● **Written task**
Reproduce the passage of the du Plessis biography below, starting at "Lodewicus Johannes du" and ending at "LL.B. (law degree).".

----- Document excerpt

Lodewicus Johannes du Plessis (1897-1968) was a South African academic, alternative Afrikaner political philosopher, and Calvinist.

Roots
He was born on 10 February 1897 in Burgersdorp, Cape Colony. He was the son of Jacobus Albertus du Plessis and Laurika Postma. He married Engela Susanna van der Merwe on 12 January 1926. He died on 19 February 1968 in Potchefstroom, Transvaal, South Africa.

Education
Du Plessis matriculated in 1912 from Potchefstroom Gimnasium. He received his BA, BA Hons (Classical languages) and MA (Classical languages) at the University of Pretoria. Later he also received a master's degree in Economics, as well as an LL.B. (law degree).

Career
In 1918 he started as a senior lecturer in Classical languages at The Theological Seminar of the Reformed Church (Afrikaans: Gereformeerde Kerke in Suid-Afrika) in Potchefstroom. After obtaining the economics and law qualifications, he was offered a professorship in economics, political science and ethics at the Potchefstroom University for Christian Higher Education. In later years he focused on law. He was secretary of the commission who translated the Bible in Afrikaans and was an advisor to Totius.

Calvinism
He was an alternative Calvinist, in the sense that he believed that only Calvinism is not the answer. He was open to a combination of Calvinism, Marxism and other possible beliefs.

----------
----- Material provided

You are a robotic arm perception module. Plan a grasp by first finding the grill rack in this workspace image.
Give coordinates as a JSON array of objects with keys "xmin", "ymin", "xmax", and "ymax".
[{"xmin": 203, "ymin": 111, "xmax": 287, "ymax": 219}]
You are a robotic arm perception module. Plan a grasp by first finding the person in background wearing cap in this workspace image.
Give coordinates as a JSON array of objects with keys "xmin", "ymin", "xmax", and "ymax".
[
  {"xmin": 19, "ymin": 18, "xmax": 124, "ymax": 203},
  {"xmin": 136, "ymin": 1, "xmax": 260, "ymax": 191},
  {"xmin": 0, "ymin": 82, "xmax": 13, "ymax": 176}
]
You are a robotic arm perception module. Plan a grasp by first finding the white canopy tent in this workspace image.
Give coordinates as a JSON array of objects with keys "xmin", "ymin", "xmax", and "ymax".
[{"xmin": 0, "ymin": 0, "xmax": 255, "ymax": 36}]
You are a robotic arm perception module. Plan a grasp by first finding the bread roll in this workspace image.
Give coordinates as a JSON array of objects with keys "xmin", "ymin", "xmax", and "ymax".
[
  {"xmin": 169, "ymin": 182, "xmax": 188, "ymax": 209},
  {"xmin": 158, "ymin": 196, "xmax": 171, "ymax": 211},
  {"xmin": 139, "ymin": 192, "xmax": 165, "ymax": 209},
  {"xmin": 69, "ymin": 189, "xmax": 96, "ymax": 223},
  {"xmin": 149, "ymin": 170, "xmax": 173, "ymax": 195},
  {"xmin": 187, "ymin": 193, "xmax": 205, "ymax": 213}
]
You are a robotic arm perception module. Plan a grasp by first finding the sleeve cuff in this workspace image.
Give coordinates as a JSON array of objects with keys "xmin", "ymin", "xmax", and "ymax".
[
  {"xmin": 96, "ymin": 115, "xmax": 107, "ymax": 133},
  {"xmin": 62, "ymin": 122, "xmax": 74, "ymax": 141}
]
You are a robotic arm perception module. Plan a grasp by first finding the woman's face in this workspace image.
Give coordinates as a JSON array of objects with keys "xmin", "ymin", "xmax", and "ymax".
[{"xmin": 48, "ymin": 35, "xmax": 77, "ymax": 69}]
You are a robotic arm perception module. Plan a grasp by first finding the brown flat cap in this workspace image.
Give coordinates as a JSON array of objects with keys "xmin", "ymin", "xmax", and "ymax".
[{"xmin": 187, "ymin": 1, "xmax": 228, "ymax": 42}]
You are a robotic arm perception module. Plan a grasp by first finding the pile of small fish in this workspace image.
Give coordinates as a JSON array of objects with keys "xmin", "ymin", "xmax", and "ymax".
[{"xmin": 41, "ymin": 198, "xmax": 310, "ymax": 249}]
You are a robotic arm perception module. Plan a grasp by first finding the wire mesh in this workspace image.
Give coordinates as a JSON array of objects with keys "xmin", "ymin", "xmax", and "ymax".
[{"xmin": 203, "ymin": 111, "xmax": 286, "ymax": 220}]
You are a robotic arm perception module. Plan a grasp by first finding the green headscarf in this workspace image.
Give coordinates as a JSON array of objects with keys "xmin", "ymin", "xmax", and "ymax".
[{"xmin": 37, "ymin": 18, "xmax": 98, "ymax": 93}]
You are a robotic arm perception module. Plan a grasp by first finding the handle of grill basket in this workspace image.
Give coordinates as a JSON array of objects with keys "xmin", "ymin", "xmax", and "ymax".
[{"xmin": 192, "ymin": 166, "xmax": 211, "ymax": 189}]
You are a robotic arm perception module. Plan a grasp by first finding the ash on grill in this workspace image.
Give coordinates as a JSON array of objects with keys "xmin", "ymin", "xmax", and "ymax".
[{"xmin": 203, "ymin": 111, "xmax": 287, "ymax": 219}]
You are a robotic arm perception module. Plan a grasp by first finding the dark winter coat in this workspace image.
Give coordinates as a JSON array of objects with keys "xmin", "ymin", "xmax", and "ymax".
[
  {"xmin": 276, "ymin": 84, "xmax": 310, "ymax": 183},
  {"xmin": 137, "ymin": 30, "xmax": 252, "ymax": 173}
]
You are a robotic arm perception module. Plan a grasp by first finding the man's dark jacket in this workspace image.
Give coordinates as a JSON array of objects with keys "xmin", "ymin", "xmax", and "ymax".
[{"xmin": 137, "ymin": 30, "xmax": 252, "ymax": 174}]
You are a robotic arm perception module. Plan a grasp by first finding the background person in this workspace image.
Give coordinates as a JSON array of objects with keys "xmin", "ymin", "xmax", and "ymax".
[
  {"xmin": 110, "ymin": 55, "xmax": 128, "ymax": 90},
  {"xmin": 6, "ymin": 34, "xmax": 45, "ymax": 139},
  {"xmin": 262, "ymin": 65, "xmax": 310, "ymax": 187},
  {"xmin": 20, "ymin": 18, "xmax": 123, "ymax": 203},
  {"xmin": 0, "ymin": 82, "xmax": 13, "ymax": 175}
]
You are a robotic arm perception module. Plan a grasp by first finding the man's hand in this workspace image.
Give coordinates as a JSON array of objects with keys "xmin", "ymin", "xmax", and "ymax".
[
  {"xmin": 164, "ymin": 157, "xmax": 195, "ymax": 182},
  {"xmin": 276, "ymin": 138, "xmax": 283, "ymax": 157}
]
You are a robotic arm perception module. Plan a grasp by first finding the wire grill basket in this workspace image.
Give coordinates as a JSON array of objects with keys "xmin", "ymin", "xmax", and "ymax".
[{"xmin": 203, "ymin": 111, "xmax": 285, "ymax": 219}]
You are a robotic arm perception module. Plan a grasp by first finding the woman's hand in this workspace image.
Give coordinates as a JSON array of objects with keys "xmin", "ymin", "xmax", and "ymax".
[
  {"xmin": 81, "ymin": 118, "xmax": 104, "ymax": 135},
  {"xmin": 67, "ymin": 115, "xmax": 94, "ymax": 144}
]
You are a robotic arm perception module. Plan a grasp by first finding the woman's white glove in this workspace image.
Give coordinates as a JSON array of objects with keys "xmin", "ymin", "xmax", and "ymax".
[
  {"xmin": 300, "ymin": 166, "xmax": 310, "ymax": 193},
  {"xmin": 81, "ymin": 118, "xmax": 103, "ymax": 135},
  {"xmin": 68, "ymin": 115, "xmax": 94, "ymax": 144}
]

----------

● **Answer to the exercise**
Lodewicus Johannes du Plessis (1897-1968) was a South African academic, alternative Afrikaner political philosopher, and Calvinist.

Roots
He was born on 10 February 1897 in Burgersdorp, Cape Colony. He was the son of Jacobus Albertus du Plessis and Laurika Postma. He married Engela Susanna van der Merwe on 12 January 1926. He died on 19 February 1968 in Potchefstroom, Transvaal, South Africa.

Education
Du Plessis matriculated in 1912 from Potchefstroom Gimnasium. He received his BA, BA Hons (Classical languages) and MA (Classical languages) at the University of Pretoria. Later he also received a master's degree in Economics, as well as an LL.B. (law degree).